### DATA FOR REVIEW ###

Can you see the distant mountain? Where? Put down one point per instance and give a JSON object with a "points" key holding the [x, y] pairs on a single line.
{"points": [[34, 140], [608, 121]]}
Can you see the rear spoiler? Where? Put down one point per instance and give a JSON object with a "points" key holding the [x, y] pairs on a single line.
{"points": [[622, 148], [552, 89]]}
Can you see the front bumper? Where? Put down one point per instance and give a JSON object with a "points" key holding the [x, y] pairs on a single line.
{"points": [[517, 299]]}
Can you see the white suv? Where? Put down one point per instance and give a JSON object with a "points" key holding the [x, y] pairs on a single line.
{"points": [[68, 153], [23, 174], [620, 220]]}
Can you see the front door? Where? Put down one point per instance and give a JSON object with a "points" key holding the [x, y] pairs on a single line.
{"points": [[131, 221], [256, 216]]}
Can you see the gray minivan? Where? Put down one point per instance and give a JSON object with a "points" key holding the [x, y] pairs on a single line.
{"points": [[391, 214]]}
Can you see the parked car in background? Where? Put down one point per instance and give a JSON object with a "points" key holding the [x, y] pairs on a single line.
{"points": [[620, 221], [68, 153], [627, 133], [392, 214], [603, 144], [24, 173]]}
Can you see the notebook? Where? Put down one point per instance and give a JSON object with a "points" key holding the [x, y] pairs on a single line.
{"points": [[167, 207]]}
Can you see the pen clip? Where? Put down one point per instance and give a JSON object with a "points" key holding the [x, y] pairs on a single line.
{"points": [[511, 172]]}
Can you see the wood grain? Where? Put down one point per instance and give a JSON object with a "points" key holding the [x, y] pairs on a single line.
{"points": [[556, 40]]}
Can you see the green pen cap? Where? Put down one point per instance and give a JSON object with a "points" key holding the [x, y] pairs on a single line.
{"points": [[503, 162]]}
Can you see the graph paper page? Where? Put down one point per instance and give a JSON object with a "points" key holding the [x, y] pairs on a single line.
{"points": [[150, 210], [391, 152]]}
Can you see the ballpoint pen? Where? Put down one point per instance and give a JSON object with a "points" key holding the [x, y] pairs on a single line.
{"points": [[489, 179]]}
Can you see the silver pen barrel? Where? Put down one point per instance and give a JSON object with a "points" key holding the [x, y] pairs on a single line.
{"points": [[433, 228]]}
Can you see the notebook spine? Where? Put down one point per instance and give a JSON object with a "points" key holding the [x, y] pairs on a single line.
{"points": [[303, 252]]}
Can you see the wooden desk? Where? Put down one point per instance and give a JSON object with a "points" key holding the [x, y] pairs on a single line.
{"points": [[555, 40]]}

###

• [WORK ITEM]: In the entries above, find the line containing "Can you see the silver". Set down that line and every line after it through the last one, exactly and alone.

• [ANSWER SPACE]:
Can you see the silver pen barrel? Where? Put down one point per instance and give a JSON object with a "points" key holding the [x, y] pairs on a single line.
{"points": [[433, 228]]}
Can you see the notebook spine? Where? Put down one point per instance and give a JSON object with a "points" key holding the [x, y] pairs on a single line.
{"points": [[303, 252]]}
Can you see the wooden desk? Where? Put down one point per instance and give a JSON object with a "points" key holding the [x, y] pairs on a single line.
{"points": [[555, 40]]}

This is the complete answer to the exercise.